Start at the line in the entries below that contains "person's forearm, once", stop at the line that contains "the tablet, once", and output exactly the lines in that span, both ends included.
- - -
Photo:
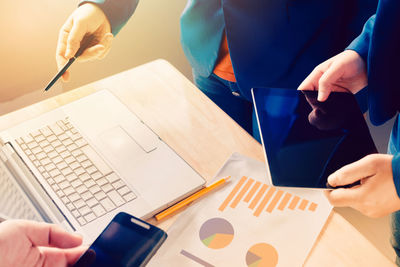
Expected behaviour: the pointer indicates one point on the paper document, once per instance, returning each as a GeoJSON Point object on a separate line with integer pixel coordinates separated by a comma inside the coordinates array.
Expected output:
{"type": "Point", "coordinates": [246, 222]}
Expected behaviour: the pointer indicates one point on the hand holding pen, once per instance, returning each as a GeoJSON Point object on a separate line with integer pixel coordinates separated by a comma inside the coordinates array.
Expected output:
{"type": "Point", "coordinates": [87, 28]}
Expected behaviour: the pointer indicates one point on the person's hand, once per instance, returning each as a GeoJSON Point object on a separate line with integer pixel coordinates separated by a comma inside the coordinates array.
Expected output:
{"type": "Point", "coordinates": [342, 73]}
{"type": "Point", "coordinates": [376, 196]}
{"type": "Point", "coordinates": [88, 19]}
{"type": "Point", "coordinates": [28, 243]}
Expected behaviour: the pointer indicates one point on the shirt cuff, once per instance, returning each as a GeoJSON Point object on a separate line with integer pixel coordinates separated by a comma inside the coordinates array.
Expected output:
{"type": "Point", "coordinates": [396, 172]}
{"type": "Point", "coordinates": [118, 12]}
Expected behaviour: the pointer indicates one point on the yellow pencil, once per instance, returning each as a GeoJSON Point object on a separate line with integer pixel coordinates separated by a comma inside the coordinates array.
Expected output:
{"type": "Point", "coordinates": [190, 199]}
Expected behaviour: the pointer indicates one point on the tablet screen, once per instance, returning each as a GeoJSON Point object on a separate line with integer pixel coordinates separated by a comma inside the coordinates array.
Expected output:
{"type": "Point", "coordinates": [306, 140]}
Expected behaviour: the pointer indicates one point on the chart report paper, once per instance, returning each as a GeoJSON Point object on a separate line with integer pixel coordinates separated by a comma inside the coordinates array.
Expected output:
{"type": "Point", "coordinates": [247, 222]}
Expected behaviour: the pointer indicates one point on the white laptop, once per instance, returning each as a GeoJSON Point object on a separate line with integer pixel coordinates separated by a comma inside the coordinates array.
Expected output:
{"type": "Point", "coordinates": [82, 163]}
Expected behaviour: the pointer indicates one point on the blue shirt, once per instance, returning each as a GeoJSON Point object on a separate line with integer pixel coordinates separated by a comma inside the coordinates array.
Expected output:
{"type": "Point", "coordinates": [379, 45]}
{"type": "Point", "coordinates": [274, 43]}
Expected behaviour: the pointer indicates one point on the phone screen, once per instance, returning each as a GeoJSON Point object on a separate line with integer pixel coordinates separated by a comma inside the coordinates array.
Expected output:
{"type": "Point", "coordinates": [123, 243]}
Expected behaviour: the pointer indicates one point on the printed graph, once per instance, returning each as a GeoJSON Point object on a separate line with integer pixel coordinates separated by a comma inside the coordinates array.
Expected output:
{"type": "Point", "coordinates": [262, 197]}
{"type": "Point", "coordinates": [216, 233]}
{"type": "Point", "coordinates": [262, 255]}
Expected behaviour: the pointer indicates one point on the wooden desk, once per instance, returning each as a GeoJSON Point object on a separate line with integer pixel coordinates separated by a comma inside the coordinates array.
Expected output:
{"type": "Point", "coordinates": [205, 137]}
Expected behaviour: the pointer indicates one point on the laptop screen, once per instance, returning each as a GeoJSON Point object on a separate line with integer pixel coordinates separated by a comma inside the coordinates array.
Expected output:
{"type": "Point", "coordinates": [306, 140]}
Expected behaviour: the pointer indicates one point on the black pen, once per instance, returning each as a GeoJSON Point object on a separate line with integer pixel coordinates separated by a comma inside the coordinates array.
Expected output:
{"type": "Point", "coordinates": [85, 43]}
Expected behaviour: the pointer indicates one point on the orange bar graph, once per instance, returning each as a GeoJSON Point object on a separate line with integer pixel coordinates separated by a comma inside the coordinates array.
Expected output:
{"type": "Point", "coordinates": [258, 196]}
{"type": "Point", "coordinates": [284, 201]}
{"type": "Point", "coordinates": [241, 193]}
{"type": "Point", "coordinates": [312, 207]}
{"type": "Point", "coordinates": [294, 202]}
{"type": "Point", "coordinates": [262, 196]}
{"type": "Point", "coordinates": [232, 194]}
{"type": "Point", "coordinates": [303, 204]}
{"type": "Point", "coordinates": [252, 192]}
{"type": "Point", "coordinates": [264, 202]}
{"type": "Point", "coordinates": [275, 201]}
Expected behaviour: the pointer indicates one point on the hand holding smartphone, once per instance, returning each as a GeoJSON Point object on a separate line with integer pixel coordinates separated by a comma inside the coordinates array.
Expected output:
{"type": "Point", "coordinates": [126, 242]}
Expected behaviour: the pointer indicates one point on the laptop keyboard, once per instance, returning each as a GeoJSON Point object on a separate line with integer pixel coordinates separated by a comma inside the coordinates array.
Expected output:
{"type": "Point", "coordinates": [12, 201]}
{"type": "Point", "coordinates": [78, 175]}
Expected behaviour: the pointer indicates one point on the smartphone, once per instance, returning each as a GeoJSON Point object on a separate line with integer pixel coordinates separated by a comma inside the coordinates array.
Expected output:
{"type": "Point", "coordinates": [126, 241]}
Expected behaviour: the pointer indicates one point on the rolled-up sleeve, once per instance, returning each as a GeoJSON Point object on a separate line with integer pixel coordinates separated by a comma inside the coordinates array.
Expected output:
{"type": "Point", "coordinates": [118, 12]}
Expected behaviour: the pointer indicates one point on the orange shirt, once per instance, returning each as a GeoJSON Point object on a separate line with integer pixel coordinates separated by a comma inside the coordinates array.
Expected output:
{"type": "Point", "coordinates": [223, 68]}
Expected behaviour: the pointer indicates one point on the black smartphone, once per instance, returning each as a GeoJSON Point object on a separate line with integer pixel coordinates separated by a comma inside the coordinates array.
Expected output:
{"type": "Point", "coordinates": [126, 242]}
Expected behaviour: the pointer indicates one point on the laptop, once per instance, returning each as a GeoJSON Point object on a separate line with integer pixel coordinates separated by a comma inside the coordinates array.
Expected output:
{"type": "Point", "coordinates": [81, 164]}
{"type": "Point", "coordinates": [305, 140]}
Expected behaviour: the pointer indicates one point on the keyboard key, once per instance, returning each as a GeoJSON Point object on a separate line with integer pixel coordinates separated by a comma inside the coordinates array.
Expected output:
{"type": "Point", "coordinates": [94, 189]}
{"type": "Point", "coordinates": [100, 195]}
{"type": "Point", "coordinates": [86, 164]}
{"type": "Point", "coordinates": [81, 221]}
{"type": "Point", "coordinates": [35, 133]}
{"type": "Point", "coordinates": [61, 165]}
{"type": "Point", "coordinates": [64, 184]}
{"type": "Point", "coordinates": [79, 203]}
{"type": "Point", "coordinates": [27, 139]}
{"type": "Point", "coordinates": [75, 213]}
{"type": "Point", "coordinates": [91, 169]}
{"type": "Point", "coordinates": [66, 171]}
{"type": "Point", "coordinates": [67, 141]}
{"type": "Point", "coordinates": [46, 131]}
{"type": "Point", "coordinates": [54, 172]}
{"type": "Point", "coordinates": [124, 190]}
{"type": "Point", "coordinates": [56, 129]}
{"type": "Point", "coordinates": [81, 189]}
{"type": "Point", "coordinates": [70, 177]}
{"type": "Point", "coordinates": [96, 175]}
{"type": "Point", "coordinates": [118, 184]}
{"type": "Point", "coordinates": [92, 202]}
{"type": "Point", "coordinates": [107, 188]}
{"type": "Point", "coordinates": [116, 198]}
{"type": "Point", "coordinates": [87, 195]}
{"type": "Point", "coordinates": [69, 190]}
{"type": "Point", "coordinates": [107, 204]}
{"type": "Point", "coordinates": [101, 165]}
{"type": "Point", "coordinates": [102, 181]}
{"type": "Point", "coordinates": [84, 210]}
{"type": "Point", "coordinates": [99, 210]}
{"type": "Point", "coordinates": [90, 217]}
{"type": "Point", "coordinates": [47, 150]}
{"type": "Point", "coordinates": [74, 197]}
{"type": "Point", "coordinates": [112, 178]}
{"type": "Point", "coordinates": [76, 183]}
{"type": "Point", "coordinates": [69, 160]}
{"type": "Point", "coordinates": [89, 183]}
{"type": "Point", "coordinates": [59, 178]}
{"type": "Point", "coordinates": [80, 142]}
{"type": "Point", "coordinates": [129, 197]}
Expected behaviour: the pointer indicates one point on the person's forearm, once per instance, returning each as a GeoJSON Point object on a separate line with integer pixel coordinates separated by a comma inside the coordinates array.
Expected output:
{"type": "Point", "coordinates": [118, 12]}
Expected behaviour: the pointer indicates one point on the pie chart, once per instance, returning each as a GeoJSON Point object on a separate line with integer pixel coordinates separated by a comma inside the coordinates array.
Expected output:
{"type": "Point", "coordinates": [262, 255]}
{"type": "Point", "coordinates": [216, 233]}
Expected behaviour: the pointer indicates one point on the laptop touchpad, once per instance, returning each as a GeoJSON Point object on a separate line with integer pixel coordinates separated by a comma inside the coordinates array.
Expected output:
{"type": "Point", "coordinates": [122, 148]}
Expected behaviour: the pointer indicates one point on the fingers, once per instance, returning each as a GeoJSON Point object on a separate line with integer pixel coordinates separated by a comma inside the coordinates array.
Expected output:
{"type": "Point", "coordinates": [343, 197]}
{"type": "Point", "coordinates": [353, 172]}
{"type": "Point", "coordinates": [311, 82]}
{"type": "Point", "coordinates": [327, 81]}
{"type": "Point", "coordinates": [98, 51]}
{"type": "Point", "coordinates": [60, 257]}
{"type": "Point", "coordinates": [43, 234]}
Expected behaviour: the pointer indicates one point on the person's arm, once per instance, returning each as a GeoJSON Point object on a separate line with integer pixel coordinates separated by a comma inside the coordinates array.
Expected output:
{"type": "Point", "coordinates": [118, 12]}
{"type": "Point", "coordinates": [29, 243]}
{"type": "Point", "coordinates": [96, 18]}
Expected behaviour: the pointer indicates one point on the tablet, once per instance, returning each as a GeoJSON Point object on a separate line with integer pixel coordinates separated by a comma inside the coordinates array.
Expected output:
{"type": "Point", "coordinates": [305, 140]}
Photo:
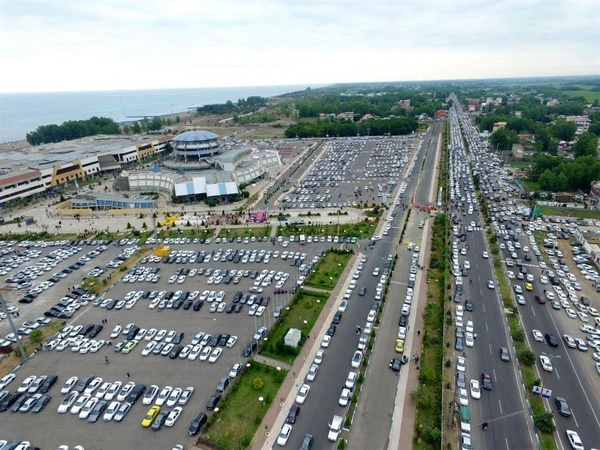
- - -
**Your response**
Expected behaviour: the pointer indicates one point on the person's forearm, once per instance, returning each as a GeoJSON Point object on a separate line with integer pixel coordinates separated by a comma inside the coordinates array.
Expected output:
{"type": "Point", "coordinates": [118, 12]}
Expected behaviour: the pointer indicates one point on the pie chart, once per instance, returning each as a GeoJSON Point object on a separate line with integer pixel coordinates separated by a comma inside the coordinates array.
Expected output:
{"type": "Point", "coordinates": [262, 255]}
{"type": "Point", "coordinates": [216, 233]}
Expected behaviour: the pointer indicates one point on the laptop touchpad, once per instance, returning each as a GeoJSON Point object on a separate line with integer pixel coordinates separated by a comma inside the coordinates array.
Expected output:
{"type": "Point", "coordinates": [122, 148]}
Expected behaviour: the pointer indicates one point on the fingers, once per instance, returning each as a GeoJSON Point object on a separate line with integer pixel coordinates separated by a comma inside the coordinates array.
Expected output:
{"type": "Point", "coordinates": [343, 197]}
{"type": "Point", "coordinates": [353, 172]}
{"type": "Point", "coordinates": [311, 82]}
{"type": "Point", "coordinates": [327, 81]}
{"type": "Point", "coordinates": [98, 51]}
{"type": "Point", "coordinates": [60, 257]}
{"type": "Point", "coordinates": [43, 234]}
Expected behaviour: the pointer indicates one point on the person's arm, once per instance, returning each as a GeoJSON Point object on a separate line with integer pixel coordinates separated by a comma inside the coordinates array.
Expected output:
{"type": "Point", "coordinates": [118, 12]}
{"type": "Point", "coordinates": [29, 243]}
{"type": "Point", "coordinates": [96, 18]}
Expected behaviour: the pointer indicates one point on the tablet, once per instance, returning each as a GeoJSON Point object on a separate line with integer pixel coordinates separated by a comma inside the coordinates array.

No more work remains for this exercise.